EXERCISE BRIEF
Return all entries precisely as they stand, without the images.

Dataset entries:
════════════════
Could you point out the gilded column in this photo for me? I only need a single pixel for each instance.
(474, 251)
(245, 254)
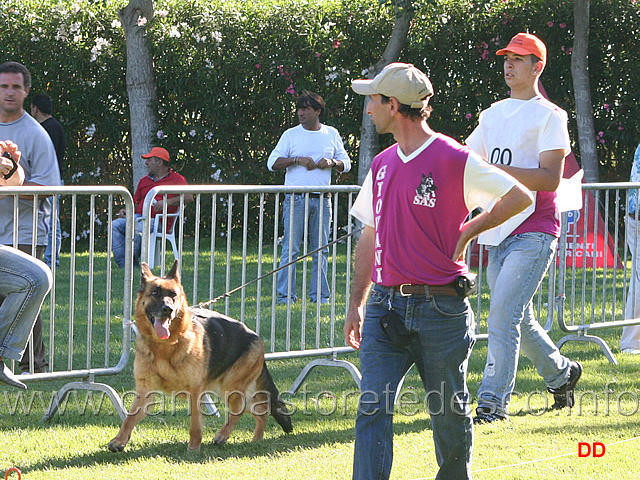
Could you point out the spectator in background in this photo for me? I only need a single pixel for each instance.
(308, 152)
(40, 169)
(160, 173)
(41, 109)
(630, 340)
(24, 281)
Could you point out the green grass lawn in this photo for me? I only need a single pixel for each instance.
(535, 443)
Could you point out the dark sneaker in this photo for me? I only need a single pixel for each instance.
(563, 396)
(484, 415)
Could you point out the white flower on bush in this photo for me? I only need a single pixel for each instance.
(61, 34)
(101, 43)
(332, 75)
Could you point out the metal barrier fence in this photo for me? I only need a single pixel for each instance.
(592, 287)
(230, 237)
(82, 339)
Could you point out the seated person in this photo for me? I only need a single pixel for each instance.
(160, 173)
(24, 281)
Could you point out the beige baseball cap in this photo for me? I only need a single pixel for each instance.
(400, 80)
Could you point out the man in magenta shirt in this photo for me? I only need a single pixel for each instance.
(410, 262)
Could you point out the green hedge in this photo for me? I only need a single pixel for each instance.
(228, 70)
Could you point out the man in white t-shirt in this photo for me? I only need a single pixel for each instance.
(414, 203)
(308, 152)
(527, 137)
(630, 339)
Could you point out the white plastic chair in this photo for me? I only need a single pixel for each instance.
(155, 237)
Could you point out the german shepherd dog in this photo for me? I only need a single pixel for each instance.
(193, 350)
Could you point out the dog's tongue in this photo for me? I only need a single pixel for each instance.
(162, 328)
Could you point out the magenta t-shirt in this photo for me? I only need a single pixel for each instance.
(427, 194)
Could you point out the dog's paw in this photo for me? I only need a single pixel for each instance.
(116, 446)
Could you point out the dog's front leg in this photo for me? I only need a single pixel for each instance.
(195, 423)
(138, 412)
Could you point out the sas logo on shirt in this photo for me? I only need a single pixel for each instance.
(426, 192)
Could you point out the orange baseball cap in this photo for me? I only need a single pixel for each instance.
(526, 44)
(157, 152)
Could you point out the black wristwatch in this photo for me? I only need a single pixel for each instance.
(10, 173)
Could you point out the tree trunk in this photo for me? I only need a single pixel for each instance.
(369, 138)
(582, 92)
(141, 83)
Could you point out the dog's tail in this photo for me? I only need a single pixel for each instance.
(278, 407)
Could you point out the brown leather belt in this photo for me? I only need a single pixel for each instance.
(407, 289)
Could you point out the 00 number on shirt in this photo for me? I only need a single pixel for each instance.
(503, 157)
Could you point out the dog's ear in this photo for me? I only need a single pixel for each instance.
(145, 271)
(173, 273)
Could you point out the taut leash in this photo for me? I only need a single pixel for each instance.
(230, 292)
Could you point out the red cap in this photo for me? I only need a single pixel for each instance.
(526, 44)
(157, 152)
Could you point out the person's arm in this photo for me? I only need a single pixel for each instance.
(514, 202)
(546, 177)
(325, 163)
(361, 286)
(285, 162)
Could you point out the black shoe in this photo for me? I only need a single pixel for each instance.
(7, 377)
(484, 415)
(563, 396)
════════════════
TASK ANSWER
Could you point out the gilded column in this photo for me? I only need a single pixel for each instance.
(474, 251)
(245, 254)
Could you point out the spectator in background in this photo for me? I only need a single pixel for each instance.
(308, 152)
(40, 169)
(160, 173)
(41, 109)
(630, 340)
(24, 281)
Could you point out the green grass lawn in this photo for me? I only need a single pixel for each instance.
(535, 443)
Could you point out the dark sneaker in this photo for me? I only need a single pixel for each instance.
(563, 396)
(484, 415)
Could you point out the white flower on bush in this photo for me? I only need a single pixel for each instance.
(61, 34)
(101, 43)
(332, 75)
Could you point out the metal barrier fence in this photo for me? I only need a single pixel for each instance.
(592, 287)
(230, 237)
(82, 339)
Could you point out the seated person in this photo for me? I only need a single pixel for each instance.
(160, 173)
(24, 281)
Could you point out the beige baseball cap in this photo for me? I only need a single pixel for each instance.
(400, 80)
Could you point out the man in magenta shirt in this photo for me? I only need a single pixel for each instance.
(410, 262)
Could you point out the green hedge in this photo for me? I only need a single pixel for each instance.
(228, 70)
Could you point out the man in white t-shirt in this photo for me? I only need a single pixel for each instance.
(414, 203)
(308, 152)
(527, 137)
(630, 339)
Could you point out the white plastic chair in this photo for me? I only need a single pixel for each instance.
(155, 237)
Could you point out the german shepherd dog in this photo for me? I only need a single pixel for each instance.
(193, 350)
Could you point out the dog's tongue in this photo for me? I only need a single pixel for each instance.
(162, 328)
Could you point out the magenta t-shirt in this photo for me? I only need a single pixel for each instance.
(427, 194)
Could you point out the dog's paw in this photo for me? I only need a single pixel for each instance.
(116, 446)
Could you point out the dog's front leg in this photo for me? I only need a single pixel for each instance.
(195, 423)
(138, 412)
Could you point out the sas logo on shirt in this photo for me? I only need a single pixel for each instance.
(426, 192)
Could you point out the orange baseball cap in this photo for me? I only need a single pixel for each instance.
(526, 44)
(157, 152)
Could you point out the black wristwatch in this photo for me? I only need a single pixel for each instance.
(10, 173)
Could you point out the tree trunk in this photo for me? I only need a single pixel for each instance.
(369, 138)
(582, 92)
(141, 83)
Could you point out the dog's tail in this photo for me? I only need a single pixel for each instance.
(278, 407)
Could you point out the brown leather belt in this photo for me? I only need a single pixel for each instance.
(407, 289)
Could you point out the 00 number on shirt in this photo for me? I only need a single pixel for each instance.
(503, 157)
Could you point out the dog's ear in this photo for me? I only need a single pixel for each instance.
(145, 271)
(173, 273)
Could you point out the taut leash in this photo for me? I only need a single pixel for each instance.
(230, 292)
Could you point out the red cap in this photo for me? I only need a single pixel for each instance.
(526, 44)
(157, 152)
Could you point out the person's arm in this photo for me? I only need a single pixel for each instance.
(514, 202)
(546, 177)
(325, 163)
(361, 286)
(285, 162)
Could you point out the black shoe in this photo for me? I only need a single pixel for each instance.
(7, 377)
(484, 415)
(563, 396)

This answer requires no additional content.